— Directions for this task —
Send back the records in full, character for character.

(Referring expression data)
•••••

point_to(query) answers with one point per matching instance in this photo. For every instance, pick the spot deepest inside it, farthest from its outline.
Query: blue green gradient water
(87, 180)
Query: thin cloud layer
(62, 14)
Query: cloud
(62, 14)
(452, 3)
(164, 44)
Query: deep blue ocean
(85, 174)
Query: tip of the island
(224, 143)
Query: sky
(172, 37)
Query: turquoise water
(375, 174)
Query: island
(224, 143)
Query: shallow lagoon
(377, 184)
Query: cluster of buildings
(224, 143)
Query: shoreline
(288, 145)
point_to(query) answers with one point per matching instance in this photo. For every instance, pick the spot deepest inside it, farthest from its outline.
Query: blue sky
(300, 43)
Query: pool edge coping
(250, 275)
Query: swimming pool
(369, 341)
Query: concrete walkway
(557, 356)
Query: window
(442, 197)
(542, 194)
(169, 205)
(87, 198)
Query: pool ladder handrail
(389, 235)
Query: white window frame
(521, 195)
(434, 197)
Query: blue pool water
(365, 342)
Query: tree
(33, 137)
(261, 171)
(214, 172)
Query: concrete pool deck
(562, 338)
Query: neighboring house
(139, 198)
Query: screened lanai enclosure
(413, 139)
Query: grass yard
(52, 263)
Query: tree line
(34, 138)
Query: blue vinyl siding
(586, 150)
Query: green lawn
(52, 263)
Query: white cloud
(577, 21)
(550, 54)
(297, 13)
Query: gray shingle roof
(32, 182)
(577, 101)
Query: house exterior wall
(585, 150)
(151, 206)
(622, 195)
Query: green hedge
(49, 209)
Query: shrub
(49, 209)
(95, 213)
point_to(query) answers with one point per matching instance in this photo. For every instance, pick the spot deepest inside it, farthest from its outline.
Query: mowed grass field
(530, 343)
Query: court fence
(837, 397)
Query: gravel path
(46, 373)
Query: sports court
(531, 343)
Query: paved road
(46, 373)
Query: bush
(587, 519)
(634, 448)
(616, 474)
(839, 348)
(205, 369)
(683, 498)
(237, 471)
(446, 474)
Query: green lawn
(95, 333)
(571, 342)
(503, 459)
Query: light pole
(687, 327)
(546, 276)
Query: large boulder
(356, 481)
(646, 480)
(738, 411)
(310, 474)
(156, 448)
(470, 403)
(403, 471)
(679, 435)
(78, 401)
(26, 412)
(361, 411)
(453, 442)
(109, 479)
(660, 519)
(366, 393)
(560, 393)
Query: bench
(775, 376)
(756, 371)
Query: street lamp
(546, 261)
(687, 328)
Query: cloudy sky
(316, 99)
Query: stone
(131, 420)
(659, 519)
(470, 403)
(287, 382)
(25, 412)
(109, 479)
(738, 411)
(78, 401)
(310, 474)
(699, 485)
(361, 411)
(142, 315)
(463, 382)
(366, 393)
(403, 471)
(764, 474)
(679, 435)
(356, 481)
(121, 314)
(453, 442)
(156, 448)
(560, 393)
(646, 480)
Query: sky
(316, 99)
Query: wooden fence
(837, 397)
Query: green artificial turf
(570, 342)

•••••

— Solution to the problem —
point_to(query) answers with one point per matching instance in this photo. For every instance, pick the spot deepest inside it, farthest from its outline.
Query: blue green gradient water
(87, 180)
Query: thin cloud layer
(62, 14)
Query: cloud
(62, 14)
(452, 3)
(164, 44)
Query: deep blue ocean
(85, 174)
Query: tip of the island
(224, 143)
Query: sky
(172, 37)
Query: turquoise water
(375, 174)
Query: island
(224, 143)
Query: shallow lagoon
(377, 184)
Query: cluster of buildings
(224, 143)
Query: shoreline
(288, 145)
point_to(query) answers with one point per matching instance in this photo. For every instance, pick the spot deepest inside it, farthest from its outline.
Query: blue sky
(300, 43)
Query: pool edge coping
(250, 275)
Query: swimming pool
(369, 341)
Query: concrete walkway
(557, 356)
Query: window
(442, 197)
(542, 194)
(169, 205)
(87, 198)
Query: pool ladder handrail
(389, 235)
Query: white window frame
(521, 195)
(434, 197)
Query: blue pool water
(365, 342)
Query: tree
(33, 137)
(261, 171)
(214, 172)
Query: concrete pool deck
(562, 338)
Query: neighboring house
(139, 198)
Query: screened lanai enclosure
(413, 139)
Query: grass yard
(52, 263)
Query: tree line
(34, 138)
Query: blue vinyl siding
(586, 150)
Query: green lawn
(52, 263)
Query: white cloud
(577, 21)
(550, 54)
(297, 13)
Query: gray shingle roof
(32, 182)
(577, 101)
Query: house exterior wall
(585, 150)
(151, 206)
(622, 195)
Query: green hedge
(49, 209)
Query: shrub
(49, 209)
(95, 213)
point_to(query) answers with one point per matching instance in this photo. For every instance, pick the spot deepest inside it, farthest from its outline.
Query: mowed grass field
(530, 343)
Query: court fence
(837, 397)
Query: gravel path
(46, 373)
Query: sports court
(531, 343)
Query: paved road
(46, 373)
Query: bush
(587, 519)
(634, 448)
(616, 474)
(839, 348)
(205, 369)
(683, 498)
(237, 471)
(446, 474)
Query: green lawn
(95, 333)
(571, 342)
(503, 459)
Query: light pole
(687, 327)
(546, 276)
Query: large boulder
(356, 481)
(646, 480)
(738, 411)
(310, 474)
(156, 448)
(470, 403)
(403, 471)
(679, 435)
(78, 401)
(26, 412)
(361, 411)
(453, 442)
(109, 479)
(660, 519)
(366, 393)
(560, 393)
Query: bench
(775, 376)
(756, 371)
Query: street lamp
(546, 261)
(687, 328)
Query: cloudy sky
(316, 99)
Query: stone
(131, 420)
(659, 519)
(470, 403)
(287, 382)
(25, 412)
(109, 479)
(738, 411)
(78, 401)
(310, 474)
(699, 485)
(361, 411)
(142, 315)
(463, 382)
(366, 393)
(403, 471)
(764, 474)
(679, 435)
(356, 481)
(121, 314)
(453, 442)
(156, 448)
(560, 393)
(646, 480)
Query: sky
(316, 99)
Query: wooden fence
(837, 397)
Query: green artificial turf
(570, 342)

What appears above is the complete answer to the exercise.